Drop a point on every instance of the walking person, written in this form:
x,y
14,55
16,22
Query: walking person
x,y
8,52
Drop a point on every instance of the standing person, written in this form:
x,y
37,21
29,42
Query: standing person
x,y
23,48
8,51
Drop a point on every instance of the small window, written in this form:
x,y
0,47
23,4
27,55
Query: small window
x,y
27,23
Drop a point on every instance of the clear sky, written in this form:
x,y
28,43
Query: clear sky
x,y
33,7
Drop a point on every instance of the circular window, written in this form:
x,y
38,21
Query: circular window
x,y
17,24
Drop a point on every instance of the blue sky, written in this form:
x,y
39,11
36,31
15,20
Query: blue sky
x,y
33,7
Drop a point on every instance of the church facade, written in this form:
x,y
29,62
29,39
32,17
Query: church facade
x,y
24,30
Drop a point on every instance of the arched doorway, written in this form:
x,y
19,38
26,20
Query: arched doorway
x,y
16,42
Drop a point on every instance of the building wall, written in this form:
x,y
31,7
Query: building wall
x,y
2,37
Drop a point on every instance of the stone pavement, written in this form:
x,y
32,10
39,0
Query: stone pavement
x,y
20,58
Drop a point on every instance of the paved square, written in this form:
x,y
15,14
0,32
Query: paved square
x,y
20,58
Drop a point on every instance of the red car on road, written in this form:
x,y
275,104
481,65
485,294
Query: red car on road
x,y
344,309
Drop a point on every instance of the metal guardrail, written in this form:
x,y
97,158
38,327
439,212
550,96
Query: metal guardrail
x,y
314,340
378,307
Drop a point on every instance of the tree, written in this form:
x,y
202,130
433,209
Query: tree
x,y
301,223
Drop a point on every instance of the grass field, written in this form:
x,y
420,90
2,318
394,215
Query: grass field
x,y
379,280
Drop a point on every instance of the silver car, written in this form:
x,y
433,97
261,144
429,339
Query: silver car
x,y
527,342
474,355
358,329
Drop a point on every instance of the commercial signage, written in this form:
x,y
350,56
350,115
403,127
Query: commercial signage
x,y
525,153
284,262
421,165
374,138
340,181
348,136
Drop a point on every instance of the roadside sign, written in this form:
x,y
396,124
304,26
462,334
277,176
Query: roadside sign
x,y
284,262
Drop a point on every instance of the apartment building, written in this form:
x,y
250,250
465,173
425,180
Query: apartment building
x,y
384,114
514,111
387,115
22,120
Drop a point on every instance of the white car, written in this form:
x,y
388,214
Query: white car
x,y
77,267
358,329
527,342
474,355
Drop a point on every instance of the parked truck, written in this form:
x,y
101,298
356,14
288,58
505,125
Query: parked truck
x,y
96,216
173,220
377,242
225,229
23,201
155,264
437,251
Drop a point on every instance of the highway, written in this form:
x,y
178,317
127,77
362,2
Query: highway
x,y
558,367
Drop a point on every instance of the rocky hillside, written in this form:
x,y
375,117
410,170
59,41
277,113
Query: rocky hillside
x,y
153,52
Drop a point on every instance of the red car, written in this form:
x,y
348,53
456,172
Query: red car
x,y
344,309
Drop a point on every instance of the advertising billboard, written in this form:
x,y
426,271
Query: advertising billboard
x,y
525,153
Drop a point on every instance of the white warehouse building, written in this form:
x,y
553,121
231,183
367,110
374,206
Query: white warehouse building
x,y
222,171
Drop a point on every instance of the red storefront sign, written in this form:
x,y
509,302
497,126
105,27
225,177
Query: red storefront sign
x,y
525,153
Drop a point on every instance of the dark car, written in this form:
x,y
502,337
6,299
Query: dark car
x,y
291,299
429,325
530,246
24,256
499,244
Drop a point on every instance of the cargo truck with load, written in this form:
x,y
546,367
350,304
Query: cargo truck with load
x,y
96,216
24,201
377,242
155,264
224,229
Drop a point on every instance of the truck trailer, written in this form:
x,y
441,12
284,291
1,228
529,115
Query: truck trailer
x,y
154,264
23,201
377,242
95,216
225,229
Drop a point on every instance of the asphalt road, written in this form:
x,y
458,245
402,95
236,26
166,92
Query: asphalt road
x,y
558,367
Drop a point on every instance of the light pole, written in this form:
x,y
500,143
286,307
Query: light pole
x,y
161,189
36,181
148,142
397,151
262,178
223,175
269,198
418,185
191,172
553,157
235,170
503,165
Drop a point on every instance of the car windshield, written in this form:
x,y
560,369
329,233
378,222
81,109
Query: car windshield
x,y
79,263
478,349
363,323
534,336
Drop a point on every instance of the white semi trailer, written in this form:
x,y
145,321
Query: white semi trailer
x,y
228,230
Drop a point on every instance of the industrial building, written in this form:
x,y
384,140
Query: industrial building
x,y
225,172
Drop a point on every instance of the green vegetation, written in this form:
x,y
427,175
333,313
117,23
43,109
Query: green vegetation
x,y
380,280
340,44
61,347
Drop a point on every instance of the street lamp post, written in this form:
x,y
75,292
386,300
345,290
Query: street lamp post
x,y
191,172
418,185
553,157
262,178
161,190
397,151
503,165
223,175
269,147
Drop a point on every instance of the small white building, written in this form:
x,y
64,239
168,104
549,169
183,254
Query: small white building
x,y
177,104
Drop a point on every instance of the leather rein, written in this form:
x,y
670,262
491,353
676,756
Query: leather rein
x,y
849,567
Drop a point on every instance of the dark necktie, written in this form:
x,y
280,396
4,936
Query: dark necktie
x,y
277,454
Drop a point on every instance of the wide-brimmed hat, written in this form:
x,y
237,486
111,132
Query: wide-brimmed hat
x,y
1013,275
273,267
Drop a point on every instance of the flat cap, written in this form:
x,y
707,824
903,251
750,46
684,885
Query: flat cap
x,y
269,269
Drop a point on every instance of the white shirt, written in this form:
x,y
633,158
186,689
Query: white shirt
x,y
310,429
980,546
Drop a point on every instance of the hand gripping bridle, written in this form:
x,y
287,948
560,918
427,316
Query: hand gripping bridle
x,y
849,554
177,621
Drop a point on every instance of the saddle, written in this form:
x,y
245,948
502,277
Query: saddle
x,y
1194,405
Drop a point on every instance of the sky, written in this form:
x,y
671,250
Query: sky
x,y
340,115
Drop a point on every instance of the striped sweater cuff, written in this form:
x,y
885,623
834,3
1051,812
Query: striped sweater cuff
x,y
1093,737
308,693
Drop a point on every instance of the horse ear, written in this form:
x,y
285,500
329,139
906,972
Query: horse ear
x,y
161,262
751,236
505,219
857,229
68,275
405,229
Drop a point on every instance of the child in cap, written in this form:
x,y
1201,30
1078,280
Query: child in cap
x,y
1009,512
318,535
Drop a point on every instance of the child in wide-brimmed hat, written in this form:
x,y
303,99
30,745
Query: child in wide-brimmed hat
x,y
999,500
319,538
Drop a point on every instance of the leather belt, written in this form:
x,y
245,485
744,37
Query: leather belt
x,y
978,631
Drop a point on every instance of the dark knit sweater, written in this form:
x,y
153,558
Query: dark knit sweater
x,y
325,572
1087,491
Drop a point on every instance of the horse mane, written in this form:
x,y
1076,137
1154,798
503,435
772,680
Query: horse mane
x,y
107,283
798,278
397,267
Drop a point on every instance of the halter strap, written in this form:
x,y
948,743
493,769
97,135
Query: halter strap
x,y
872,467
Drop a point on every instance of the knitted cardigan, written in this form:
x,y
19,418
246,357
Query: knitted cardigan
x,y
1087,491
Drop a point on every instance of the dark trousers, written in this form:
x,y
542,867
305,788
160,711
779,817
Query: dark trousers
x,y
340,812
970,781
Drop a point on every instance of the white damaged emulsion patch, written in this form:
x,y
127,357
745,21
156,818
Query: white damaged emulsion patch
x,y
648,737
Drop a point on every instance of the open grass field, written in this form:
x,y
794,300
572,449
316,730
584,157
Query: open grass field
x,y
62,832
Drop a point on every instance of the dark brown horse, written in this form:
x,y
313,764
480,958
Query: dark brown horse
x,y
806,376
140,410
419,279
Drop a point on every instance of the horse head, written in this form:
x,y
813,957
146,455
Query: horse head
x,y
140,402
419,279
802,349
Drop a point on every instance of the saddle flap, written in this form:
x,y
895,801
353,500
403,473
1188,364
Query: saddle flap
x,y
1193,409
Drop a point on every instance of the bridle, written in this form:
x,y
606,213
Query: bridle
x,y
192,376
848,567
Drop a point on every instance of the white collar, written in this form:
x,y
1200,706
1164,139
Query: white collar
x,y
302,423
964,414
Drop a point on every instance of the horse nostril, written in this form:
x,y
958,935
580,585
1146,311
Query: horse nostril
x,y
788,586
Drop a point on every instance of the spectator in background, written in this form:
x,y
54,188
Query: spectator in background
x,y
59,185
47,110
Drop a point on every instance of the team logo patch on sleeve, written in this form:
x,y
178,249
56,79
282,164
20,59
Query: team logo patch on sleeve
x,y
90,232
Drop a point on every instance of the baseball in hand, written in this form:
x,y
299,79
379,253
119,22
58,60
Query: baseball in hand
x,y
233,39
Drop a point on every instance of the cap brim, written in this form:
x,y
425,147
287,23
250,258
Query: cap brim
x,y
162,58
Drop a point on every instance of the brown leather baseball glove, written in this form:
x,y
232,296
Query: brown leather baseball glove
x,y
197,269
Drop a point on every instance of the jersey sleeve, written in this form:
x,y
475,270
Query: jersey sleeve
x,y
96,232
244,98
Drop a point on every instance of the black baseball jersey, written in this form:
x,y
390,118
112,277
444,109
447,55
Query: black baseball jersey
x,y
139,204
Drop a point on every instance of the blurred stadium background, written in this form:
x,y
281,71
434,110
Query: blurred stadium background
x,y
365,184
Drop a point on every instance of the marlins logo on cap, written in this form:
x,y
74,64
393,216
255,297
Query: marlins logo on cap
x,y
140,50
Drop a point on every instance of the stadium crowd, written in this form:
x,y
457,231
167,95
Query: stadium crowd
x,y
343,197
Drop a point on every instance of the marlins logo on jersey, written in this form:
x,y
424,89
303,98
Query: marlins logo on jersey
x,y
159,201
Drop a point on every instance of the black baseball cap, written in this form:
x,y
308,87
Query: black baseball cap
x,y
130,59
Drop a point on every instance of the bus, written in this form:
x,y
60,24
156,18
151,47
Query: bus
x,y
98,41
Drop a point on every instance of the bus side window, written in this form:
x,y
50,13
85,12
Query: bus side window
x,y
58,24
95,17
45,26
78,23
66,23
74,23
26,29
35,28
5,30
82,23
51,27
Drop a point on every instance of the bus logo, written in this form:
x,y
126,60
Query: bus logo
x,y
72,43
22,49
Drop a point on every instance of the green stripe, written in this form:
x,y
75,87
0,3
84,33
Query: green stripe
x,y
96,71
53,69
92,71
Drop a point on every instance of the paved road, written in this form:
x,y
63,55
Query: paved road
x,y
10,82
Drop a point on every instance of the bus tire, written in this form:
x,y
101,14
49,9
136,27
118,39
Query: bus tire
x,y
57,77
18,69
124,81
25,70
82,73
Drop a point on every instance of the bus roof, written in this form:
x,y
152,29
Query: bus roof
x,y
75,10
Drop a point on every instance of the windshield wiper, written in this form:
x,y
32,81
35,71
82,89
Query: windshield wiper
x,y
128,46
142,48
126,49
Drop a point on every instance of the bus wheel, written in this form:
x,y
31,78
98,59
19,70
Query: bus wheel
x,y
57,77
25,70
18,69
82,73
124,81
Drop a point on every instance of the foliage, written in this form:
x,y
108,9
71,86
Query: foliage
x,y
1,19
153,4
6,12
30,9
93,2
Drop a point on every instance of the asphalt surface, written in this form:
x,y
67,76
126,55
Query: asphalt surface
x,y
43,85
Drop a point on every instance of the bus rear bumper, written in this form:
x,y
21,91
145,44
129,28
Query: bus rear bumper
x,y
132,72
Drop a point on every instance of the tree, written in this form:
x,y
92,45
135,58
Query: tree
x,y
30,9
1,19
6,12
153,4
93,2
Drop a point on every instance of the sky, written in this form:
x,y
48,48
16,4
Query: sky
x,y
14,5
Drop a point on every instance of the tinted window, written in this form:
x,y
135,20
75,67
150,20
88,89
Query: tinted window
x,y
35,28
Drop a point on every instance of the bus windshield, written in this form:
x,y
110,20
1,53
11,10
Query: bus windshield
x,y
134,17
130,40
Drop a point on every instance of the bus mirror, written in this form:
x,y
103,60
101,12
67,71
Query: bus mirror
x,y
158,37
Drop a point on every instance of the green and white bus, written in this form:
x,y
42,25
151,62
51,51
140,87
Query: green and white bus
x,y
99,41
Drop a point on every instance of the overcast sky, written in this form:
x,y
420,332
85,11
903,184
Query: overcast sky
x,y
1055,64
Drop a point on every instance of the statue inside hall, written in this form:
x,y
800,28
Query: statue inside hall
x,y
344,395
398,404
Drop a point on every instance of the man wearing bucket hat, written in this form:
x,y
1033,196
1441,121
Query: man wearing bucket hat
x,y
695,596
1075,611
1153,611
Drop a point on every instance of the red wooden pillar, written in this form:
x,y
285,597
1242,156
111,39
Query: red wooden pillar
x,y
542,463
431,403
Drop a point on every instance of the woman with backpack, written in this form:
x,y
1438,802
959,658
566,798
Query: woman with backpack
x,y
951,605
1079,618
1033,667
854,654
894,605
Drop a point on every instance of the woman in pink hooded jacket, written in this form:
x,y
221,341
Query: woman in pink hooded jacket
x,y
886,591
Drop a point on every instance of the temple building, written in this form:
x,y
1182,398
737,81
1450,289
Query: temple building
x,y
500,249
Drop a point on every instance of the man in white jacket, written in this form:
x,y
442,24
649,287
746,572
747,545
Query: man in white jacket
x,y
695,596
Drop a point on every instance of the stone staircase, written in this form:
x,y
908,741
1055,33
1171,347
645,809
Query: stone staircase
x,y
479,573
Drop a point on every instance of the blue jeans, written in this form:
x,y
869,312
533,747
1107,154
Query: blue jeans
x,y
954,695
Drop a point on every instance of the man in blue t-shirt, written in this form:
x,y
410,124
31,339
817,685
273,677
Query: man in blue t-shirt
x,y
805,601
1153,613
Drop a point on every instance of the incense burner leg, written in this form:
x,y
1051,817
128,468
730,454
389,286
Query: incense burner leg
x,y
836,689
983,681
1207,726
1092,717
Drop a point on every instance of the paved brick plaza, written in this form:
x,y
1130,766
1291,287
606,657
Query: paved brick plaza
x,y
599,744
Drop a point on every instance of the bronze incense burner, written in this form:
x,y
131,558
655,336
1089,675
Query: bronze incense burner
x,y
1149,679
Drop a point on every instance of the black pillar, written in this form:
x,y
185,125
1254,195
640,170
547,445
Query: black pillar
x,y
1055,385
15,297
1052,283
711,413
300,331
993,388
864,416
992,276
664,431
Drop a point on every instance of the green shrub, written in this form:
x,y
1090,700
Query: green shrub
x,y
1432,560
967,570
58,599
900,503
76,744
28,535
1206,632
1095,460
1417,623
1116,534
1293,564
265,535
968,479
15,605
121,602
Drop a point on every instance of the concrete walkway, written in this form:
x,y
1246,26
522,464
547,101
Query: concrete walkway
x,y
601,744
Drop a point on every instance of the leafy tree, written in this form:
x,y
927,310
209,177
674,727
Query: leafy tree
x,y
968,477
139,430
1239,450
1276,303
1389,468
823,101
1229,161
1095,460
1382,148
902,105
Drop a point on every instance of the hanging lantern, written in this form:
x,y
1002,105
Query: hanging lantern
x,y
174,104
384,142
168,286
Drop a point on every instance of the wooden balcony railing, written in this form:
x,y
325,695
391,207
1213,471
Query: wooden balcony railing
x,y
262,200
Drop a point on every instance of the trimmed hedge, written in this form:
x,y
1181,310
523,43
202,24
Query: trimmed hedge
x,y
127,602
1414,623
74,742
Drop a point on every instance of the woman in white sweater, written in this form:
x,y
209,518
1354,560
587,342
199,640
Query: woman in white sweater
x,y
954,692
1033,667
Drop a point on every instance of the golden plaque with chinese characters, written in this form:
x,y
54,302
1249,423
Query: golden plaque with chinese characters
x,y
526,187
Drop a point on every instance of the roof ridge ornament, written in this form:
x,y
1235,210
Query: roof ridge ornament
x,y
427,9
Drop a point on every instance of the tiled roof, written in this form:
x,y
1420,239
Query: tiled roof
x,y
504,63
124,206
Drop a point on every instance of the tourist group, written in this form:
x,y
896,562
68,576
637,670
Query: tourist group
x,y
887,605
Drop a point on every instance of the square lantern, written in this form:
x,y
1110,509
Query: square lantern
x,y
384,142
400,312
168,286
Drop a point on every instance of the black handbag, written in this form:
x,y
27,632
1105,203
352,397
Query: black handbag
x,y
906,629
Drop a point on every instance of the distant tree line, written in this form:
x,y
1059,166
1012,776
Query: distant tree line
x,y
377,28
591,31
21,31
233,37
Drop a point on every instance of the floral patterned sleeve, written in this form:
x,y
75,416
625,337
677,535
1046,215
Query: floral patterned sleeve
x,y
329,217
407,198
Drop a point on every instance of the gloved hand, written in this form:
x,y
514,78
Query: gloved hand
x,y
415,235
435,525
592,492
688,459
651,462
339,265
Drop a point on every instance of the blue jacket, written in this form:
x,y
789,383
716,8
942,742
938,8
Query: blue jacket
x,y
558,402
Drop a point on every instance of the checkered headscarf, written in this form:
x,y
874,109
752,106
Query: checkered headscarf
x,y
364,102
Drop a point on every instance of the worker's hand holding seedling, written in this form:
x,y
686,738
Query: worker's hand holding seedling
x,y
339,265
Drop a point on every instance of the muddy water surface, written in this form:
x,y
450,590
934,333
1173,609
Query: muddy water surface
________________
• Challenge: Repeat word for word every line from the one that holds "Drop a point on every instance of the blue jacket, written" to the end. Both ends count.

• Solution:
Drop a point on every instance of the blue jacket, written in this form:
x,y
789,383
716,8
942,742
938,8
Query: blue jacket
x,y
558,402
Drop a point on every instance of the checkered headscarf, written in this form:
x,y
874,109
752,106
Query: checkered headscarf
x,y
364,102
Drop a point on every instance of the worker's hand holding seedling, written in this form:
x,y
686,738
Query: worker's hand holding seedling
x,y
339,265
Drop a point on every instance of the muddy water surface, written in this form:
x,y
450,590
934,333
1173,609
Query: muddy water surface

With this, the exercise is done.